Goal> Quote the lines below exactly, from the one that holds "Note for the class: annotate every instance of the cobblestone" through the final line of the records, and only those.

Record list>
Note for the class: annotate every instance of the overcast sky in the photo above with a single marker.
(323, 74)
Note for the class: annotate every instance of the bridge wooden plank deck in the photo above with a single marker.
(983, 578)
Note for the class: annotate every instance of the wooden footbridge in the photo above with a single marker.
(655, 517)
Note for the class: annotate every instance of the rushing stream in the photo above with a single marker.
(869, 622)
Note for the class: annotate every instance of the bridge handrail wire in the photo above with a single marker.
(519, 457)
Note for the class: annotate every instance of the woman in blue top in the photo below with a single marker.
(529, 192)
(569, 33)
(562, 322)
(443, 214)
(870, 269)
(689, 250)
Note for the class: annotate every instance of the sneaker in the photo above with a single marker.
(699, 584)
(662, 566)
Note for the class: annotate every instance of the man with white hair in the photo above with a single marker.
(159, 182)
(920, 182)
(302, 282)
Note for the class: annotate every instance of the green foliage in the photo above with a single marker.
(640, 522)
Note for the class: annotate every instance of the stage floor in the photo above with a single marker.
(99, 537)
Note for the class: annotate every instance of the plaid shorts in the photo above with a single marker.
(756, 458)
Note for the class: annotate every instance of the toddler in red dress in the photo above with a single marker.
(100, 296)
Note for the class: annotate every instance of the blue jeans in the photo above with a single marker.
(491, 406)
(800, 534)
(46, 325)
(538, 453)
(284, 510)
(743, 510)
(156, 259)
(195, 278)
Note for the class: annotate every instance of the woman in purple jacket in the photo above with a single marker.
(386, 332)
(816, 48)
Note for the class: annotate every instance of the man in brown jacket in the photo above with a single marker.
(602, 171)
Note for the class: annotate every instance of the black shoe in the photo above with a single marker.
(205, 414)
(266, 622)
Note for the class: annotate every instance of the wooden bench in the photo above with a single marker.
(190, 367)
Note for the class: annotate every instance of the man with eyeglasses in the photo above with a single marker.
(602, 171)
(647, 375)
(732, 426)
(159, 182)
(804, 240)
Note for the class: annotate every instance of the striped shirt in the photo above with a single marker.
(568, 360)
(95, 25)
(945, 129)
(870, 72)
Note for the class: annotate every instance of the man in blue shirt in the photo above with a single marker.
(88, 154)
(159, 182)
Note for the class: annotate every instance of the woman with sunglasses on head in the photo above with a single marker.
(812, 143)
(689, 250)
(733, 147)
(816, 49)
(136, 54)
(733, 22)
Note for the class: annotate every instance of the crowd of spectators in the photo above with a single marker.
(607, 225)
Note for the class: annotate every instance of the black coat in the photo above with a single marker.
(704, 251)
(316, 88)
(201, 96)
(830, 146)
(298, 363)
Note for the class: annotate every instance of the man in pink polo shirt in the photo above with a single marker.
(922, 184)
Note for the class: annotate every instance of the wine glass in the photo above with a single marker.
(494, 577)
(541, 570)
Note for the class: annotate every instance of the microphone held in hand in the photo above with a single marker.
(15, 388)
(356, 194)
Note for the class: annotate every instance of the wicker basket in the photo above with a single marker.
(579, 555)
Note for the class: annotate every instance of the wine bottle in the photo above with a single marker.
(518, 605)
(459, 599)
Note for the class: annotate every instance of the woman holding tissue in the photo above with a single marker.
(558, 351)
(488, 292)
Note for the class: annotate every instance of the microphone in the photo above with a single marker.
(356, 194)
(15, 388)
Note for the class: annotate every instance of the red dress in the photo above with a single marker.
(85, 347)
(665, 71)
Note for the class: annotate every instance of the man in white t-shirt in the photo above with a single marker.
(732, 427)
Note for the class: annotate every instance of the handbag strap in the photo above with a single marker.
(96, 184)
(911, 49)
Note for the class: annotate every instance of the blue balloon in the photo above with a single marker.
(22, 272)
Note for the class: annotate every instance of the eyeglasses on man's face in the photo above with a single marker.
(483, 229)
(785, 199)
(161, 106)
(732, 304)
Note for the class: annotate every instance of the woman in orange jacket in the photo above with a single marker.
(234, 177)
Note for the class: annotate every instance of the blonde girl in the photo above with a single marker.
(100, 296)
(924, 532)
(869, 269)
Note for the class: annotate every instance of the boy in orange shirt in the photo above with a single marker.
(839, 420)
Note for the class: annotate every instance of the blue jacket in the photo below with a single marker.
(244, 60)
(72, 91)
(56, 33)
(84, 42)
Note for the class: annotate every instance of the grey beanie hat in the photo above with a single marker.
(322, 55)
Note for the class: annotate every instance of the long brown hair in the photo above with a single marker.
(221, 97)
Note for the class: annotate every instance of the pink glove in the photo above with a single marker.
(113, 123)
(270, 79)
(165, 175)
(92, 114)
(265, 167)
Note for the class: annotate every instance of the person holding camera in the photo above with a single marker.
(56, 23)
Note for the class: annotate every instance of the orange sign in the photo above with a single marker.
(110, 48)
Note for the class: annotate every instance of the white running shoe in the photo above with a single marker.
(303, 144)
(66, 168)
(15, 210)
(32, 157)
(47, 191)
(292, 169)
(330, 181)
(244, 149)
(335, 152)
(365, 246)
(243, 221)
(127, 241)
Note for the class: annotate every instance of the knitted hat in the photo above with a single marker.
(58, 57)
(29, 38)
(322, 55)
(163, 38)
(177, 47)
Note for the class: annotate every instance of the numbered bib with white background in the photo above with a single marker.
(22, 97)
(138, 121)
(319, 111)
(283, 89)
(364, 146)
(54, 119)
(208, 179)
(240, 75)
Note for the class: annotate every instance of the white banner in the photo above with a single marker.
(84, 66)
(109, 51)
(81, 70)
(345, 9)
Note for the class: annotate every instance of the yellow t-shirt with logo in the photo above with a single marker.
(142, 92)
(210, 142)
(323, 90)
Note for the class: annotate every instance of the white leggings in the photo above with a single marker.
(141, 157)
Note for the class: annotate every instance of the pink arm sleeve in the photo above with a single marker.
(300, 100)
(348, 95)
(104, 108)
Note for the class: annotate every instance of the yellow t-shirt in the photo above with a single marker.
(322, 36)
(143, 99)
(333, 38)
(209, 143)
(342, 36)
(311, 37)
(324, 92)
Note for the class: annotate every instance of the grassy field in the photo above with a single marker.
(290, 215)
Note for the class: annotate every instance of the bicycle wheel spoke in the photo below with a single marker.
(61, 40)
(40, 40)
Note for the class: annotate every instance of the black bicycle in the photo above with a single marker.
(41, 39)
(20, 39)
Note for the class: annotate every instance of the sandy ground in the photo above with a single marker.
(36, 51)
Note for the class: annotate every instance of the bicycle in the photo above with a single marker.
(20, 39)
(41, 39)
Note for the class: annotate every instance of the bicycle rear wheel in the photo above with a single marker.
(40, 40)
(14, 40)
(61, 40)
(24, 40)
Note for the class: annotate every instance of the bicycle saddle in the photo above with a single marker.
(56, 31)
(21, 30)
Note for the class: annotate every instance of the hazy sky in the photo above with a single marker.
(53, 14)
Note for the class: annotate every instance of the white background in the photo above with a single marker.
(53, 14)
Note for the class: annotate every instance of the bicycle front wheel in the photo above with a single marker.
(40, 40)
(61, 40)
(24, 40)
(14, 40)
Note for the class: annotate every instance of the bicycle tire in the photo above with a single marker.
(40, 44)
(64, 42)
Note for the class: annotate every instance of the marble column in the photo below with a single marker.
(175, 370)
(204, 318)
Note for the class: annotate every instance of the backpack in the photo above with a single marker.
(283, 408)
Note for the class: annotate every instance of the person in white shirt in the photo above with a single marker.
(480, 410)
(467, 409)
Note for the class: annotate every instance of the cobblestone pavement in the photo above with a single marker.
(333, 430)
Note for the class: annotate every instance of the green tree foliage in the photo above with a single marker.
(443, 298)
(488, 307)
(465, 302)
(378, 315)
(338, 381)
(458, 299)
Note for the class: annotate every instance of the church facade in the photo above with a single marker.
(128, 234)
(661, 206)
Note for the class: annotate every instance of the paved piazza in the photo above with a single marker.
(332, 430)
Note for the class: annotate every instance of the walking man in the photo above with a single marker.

Response to this exercise>
Note for the class: annotate every instance of the cobblestone pavement in the photo above with a single marker.
(333, 430)
Note for the class: annotate every instance of the green tree foliage in the photo above with a single marker.
(443, 298)
(488, 307)
(465, 302)
(378, 315)
(338, 381)
(458, 299)
Note for the class: annotate every instance of the church facade in the photo above with a single marker.
(128, 234)
(661, 206)
Note for the class: annotate every instance of the paved piazza in the photo above with a single marker.
(332, 430)
Note for the class: annotate every instance of the walking man in the photo above with a single marker.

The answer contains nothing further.